Problema escrito A: ¿Puedes citar el pasaje de la crónica sobre el virrey Elío que empieza en "RICARDO AROCENA" y termina en "auguraban nada bueno."?
##### Selección
RICARDO AROCENA
CRÓNICAS DE LA PATRIA VIEJA: DOS CIUDADES
Era
el año de Nuestro Señor de 1811. La revolución en el Plata auguraba una nueva
época y el poder hispano se aprestaba a descargar su ira. Un Virrey de rostro
oblongo, carácter irascible y orgulloso ademán militar procedía como si fuera
un héroe legendario y civilizador, destinado a erradicar cualquier posible
insubordinación en sus dominios. El levantamiento oriental el 28 de febrero en
Mercedes, para su exasperación y la del resto de las autoridades españolas,
había contagiado al resto de la Banda Oriental y las informaciones que le iban
llegando no le auguraban nada bueno.
Los
señores de los amplios almacenes y de las vastas haciendas, invocando a Dios y
a la sagrada realeza, habían rodeado a Francisco Xavier de Elío, convencidos de
que era el más apto para el resguardo de sus tesoros. Y el Virrey actuaba como
Neton, el añejo Sr. del Rayo y Dios Íbero de la guerra. Parecía estar dispuesto
a convocar hasta a las antiguas deidades hispanas consagradas a las fuerzas
primordiales y los elementos caóticos e incluso al mismísimo Dios infernal de
los abismos.
Se
sentía juez, guía de almas y guardián de tesoros. Por su personalidad,
mimetizada con la institución colonial, solía caer en un patológico rigorismo
moral que irritaba y a veces aterraba a los subordinados. En tal estado
estaba aquel año, cuando dirigió un mensaje a los vecinos del virreinato: “(…)
las intrigas y sugestiones de la desesperada Junta de Buenos Aires os han
precipitado en el proyecto más disparatado y criminal”.
Apasionado
y vehemente hasta casi la prepotencia, más que un hombre de ideas, lo era de
acción, por eso había ingresado décadas atrás en el ejército, que había tallado
su carácter e inculcado sus valores. Imbuido del espíritu de ordeno y mando,
consumado el alzamiento oriental impuso una amenazante arenga: “Retiraos a
vuestras casas a gozar vuestra tranquilidad; no se os perseguirá; de otro modo
vuestra rutina, y la de vuestras familias es ciertísima”
Era
más que una mera intimación. Tenía 44 años y vasta práctica militar, que
le había dejado algunas cicatrices y sabía que para poder vencer tenía que
debilitar la confianza de sus potenciales enemigos: “La Junta de Buenos Aires
ni quiere, ni puede daros los auxilios de soldados y armas que os promete,
porque ni los tiene, ni puede pasar expedición alguna por el río, que no sea
desbaratada por los muchos barcos armados con que le tengo inundado”.
##########
Problema escrito B: Recoge y copia cada línea de las filas que contenga la cadena "flag", distinguiendo mayúsculas de minúsculas.
##### Filas proporcionadas
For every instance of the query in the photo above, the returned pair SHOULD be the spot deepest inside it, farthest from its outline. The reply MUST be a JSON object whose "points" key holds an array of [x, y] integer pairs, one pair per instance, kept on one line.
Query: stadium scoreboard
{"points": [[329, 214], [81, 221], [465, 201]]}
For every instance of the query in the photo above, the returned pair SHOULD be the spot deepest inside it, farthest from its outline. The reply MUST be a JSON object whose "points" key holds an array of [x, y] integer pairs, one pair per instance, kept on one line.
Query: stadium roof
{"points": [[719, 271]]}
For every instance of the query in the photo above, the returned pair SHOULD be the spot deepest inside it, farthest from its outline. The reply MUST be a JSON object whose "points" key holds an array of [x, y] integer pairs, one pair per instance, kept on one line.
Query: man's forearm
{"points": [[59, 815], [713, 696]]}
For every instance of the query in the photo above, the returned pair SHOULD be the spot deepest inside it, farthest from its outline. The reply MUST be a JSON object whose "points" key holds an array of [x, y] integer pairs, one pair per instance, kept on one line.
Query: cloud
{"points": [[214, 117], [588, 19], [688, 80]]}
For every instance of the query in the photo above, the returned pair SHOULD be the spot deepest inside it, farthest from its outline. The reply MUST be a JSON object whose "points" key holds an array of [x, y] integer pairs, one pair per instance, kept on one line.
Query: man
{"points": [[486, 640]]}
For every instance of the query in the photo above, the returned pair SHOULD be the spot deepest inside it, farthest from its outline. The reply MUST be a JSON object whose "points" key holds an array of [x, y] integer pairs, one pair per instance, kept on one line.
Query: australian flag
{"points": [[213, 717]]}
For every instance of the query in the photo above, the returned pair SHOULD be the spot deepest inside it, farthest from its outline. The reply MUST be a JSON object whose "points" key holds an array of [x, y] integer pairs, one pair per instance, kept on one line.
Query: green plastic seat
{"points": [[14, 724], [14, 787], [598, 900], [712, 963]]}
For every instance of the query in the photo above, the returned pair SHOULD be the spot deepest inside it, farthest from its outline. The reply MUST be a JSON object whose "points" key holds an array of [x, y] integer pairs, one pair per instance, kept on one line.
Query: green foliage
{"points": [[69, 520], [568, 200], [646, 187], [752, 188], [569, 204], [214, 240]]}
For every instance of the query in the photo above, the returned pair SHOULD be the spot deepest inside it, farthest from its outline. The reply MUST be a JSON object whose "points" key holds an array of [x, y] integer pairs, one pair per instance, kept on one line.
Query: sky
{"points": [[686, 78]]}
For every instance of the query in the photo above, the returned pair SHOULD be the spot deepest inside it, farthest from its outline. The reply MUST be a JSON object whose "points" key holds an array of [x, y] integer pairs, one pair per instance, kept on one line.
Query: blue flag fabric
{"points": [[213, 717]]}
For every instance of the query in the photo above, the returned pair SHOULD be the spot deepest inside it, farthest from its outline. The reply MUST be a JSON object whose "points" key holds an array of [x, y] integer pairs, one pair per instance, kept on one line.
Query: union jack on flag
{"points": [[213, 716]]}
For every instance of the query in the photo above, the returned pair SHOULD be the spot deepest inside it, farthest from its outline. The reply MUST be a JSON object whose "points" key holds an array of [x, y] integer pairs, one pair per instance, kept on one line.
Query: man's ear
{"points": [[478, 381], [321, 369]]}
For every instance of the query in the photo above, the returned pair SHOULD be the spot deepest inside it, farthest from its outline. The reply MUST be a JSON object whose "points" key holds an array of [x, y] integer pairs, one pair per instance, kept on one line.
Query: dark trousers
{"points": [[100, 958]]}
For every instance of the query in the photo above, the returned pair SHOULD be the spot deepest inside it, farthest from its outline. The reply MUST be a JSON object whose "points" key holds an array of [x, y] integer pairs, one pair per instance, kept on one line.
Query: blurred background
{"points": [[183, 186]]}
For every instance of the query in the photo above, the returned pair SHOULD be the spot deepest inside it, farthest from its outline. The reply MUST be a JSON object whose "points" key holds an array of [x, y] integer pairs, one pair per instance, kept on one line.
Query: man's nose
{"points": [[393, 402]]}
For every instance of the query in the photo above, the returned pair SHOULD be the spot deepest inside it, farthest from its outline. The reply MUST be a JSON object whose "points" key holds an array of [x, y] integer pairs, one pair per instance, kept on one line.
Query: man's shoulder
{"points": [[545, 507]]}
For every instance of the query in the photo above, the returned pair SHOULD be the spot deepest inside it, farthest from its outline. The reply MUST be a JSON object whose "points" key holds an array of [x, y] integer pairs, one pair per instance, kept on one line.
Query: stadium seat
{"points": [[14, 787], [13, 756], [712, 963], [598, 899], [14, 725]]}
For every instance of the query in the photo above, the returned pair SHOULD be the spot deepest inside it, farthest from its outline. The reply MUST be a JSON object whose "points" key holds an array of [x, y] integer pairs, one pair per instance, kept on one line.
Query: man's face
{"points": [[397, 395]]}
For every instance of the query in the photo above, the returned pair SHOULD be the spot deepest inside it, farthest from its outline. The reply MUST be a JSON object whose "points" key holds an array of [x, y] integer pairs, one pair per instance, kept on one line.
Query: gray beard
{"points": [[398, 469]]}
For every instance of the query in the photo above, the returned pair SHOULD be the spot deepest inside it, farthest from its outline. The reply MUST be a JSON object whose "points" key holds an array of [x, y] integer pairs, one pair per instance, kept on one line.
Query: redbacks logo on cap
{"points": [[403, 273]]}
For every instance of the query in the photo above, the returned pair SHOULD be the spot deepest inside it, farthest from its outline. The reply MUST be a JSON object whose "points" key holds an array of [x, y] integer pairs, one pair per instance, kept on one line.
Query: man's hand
##########
Respuesta completa A:
RICARDO AROCENA
CRÓNICAS DE LA PATRIA VIEJA: DOS CIUDADES
Era
el año de Nuestro Señor de 1811. La revolución en el Plata auguraba una nueva
época y el poder hispano se aprestaba a descargar su ira. Un Virrey de rostro
oblongo, carácter irascible y orgulloso ademán militar procedía como si fuera
un héroe legendario y civilizador, destinado a erradicar cualquier posible
insubordinación en sus dominios. El levantamiento oriental el 28 de febrero en
Mercedes, para su exasperación y la del resto de las autoridades españolas,
había contagiado al resto de la Banda Oriental y las informaciones que le iban
llegando no le auguraban nada bueno.

Respuesta completa B:
Query: australian flag
Query: blue flag fabric
Query: union jack on flag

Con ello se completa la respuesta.